### SOURCE DOCUMENT
● ● ● ● ●
Numbers 10, 11, 12, 13 and 14 complain of other quoted portions of the charge, comprehending, substantially, all of the charge. In line with what we have already indicated, we deem it to be sufficient to say that we find nothing legally objectionable in it, certainly nothing prejudicial to the defendant.

Number 15 is because the court admitted the following question to be asked of the complaining witness over defendant’s objection: “Did you open the box when you got home ?” We think that question was manifestly proper.

Number 16 is because the court permitted the following question and answer: “Q. What did you find when you got home; did you open the box when you got home?” “A. Yes, Priday morning; that was three days after.” We likewise find no fault with this examination. We think it was manifestly proper.

Numbers 17, 18, 20, 21, 23 and 26 each is an indefinite complaint as to the admission of testimony, but none of the assignments specify the testimony alleged to have been erroneously admitted, as required by State v. Herrin, 77 N. J. L. 523, and are, therefore, under the authority of that case, manifestly not such as to merit or require investigation and consideration.

Number 19 is because the court stated to counsel for the defendant: “You cannot object until he has answered.” But neither the question nor answer, if there was a question and answer in this connection, is assigned as error, and, consequently, we see no cause for reversal here.

Number 22 is “because the court refused to direct a verdict for the defendant.” We have already indicated that we think there is no merit in this point.

*309Number 24 is “because the court below permitted, over the protest and objection of counsel for defendant, the following question: fQ. Were’nt you held and were you not convicted of working the poeketbook drop game in Cleveland, Ohio, and wasn’t that what you got thirty days for ?’ ” With respect to that assignment, it is sufficient to say that that question was put and answered without any objection by the defendant. It therefore cannot lead to a reversal.

Number 25 is “because the court permitted the defendant to answer the question as to whether he was ever tried in Cleveland, Ohio, when the defendant had already stated that he never had been convicted anywhere before.” Our careful examination of the record discloses that that question was not put to the defendant, and no reference is made to that question in the brief of plaintiff in error. In such circumstances no consideration of the assignment is required.
● ● ● ● ●
### DATASET EXTRACT
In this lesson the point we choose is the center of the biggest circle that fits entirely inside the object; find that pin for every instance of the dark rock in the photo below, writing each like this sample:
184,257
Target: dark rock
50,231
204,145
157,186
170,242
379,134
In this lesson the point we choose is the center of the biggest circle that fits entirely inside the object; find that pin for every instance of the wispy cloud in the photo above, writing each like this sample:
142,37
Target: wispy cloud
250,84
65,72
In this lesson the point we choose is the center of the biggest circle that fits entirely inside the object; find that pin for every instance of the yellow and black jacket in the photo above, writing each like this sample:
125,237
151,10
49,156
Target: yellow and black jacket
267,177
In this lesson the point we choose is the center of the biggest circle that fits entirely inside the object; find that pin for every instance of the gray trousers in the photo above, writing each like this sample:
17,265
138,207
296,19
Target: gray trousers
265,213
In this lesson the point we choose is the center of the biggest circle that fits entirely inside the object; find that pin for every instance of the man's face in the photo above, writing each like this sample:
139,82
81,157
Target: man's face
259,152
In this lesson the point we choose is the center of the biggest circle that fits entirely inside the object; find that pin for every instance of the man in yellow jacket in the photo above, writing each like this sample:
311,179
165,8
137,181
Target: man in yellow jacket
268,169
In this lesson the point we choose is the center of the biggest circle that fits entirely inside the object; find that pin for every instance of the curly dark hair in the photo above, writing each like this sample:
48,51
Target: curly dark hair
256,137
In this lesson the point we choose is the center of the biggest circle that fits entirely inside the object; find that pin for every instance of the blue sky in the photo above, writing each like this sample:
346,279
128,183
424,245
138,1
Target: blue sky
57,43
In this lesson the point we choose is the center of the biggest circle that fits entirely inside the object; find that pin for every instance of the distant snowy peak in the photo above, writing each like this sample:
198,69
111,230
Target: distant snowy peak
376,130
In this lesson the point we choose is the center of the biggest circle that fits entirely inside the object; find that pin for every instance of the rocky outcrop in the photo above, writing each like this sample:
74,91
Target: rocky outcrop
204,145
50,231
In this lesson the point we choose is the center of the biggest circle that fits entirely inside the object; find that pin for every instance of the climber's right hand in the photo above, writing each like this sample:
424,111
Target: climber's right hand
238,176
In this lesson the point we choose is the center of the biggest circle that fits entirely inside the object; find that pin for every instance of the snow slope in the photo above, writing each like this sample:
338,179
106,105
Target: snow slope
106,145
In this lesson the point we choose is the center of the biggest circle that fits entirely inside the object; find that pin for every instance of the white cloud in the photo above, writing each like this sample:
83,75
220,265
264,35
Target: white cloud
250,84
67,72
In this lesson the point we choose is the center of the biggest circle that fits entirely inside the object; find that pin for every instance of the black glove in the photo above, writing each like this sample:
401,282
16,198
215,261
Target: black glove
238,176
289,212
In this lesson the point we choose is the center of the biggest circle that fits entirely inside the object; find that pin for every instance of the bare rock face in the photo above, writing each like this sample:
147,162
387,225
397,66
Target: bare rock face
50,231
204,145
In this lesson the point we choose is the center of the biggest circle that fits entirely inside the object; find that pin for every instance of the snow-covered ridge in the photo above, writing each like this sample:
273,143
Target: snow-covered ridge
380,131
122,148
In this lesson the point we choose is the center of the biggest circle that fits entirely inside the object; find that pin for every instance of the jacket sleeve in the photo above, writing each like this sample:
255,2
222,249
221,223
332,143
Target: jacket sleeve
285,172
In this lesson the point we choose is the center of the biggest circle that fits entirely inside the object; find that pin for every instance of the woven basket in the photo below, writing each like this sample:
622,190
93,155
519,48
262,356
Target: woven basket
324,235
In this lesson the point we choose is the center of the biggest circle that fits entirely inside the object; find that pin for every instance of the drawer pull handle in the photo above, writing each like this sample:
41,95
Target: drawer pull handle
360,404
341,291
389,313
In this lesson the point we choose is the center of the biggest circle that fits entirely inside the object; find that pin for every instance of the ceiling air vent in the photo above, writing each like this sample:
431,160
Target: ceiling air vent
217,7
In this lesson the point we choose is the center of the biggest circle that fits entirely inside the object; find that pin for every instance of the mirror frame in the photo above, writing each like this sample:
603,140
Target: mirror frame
● ● ● ● ●
### PROBLEMS AND TASKS
[a] In the court opinion above, which case is cited as requiring that assignments name the testimony claimed to have been wrongly admitted?
[b] Continue the court opinion above, starting right after its last sentence.

### REPLIES
[a] State v. Herrin, 77 N. J. L. 523.

[b]
Number 27 is “because the court admitted illegal evidence and refused to admit legal evidence.” We have already indicated that this assignment of error does not comply with the requirements laid down in State v. Herrin, supra, in that it does not specify the testimony alleged to have been illegally admitted or legally excluded.

Number 28 is “because there was identity of the defendant as the person who committed any crime, and, if any crime were committed, it is not the crime charged in the indictment.” With respect to that it is sufficient to say that, in our judgment, there was ample evidence of the identity of the defendant, and there was likewise ample evidence to justify the finding of the jury that the crime committed was the crime charged in the indictment.

Number 29 is “because there was no evidence whatever to show that the defendant ever had in his possession any money whatever belonging to the complainant, or that he was ever seen by anyone with money, or that he-ever appropriated any part of it to his own use; nor is there any evidence that he was guilty of the charge of grand larceny set forth in the indictment.” With respect to this assignment it is sufficient *310to say that we have already pointed out -that there was such evidence.

Number 30 is the last assignment, and it is “because there were other and divers errors in the record and proceedings aforesaid in the giving of the verdict and judgment aforesaid.” We think that assignment requires no comment except to say that it points to nothing requiring examination.

The judgment of the court below will be affirmed, with costs.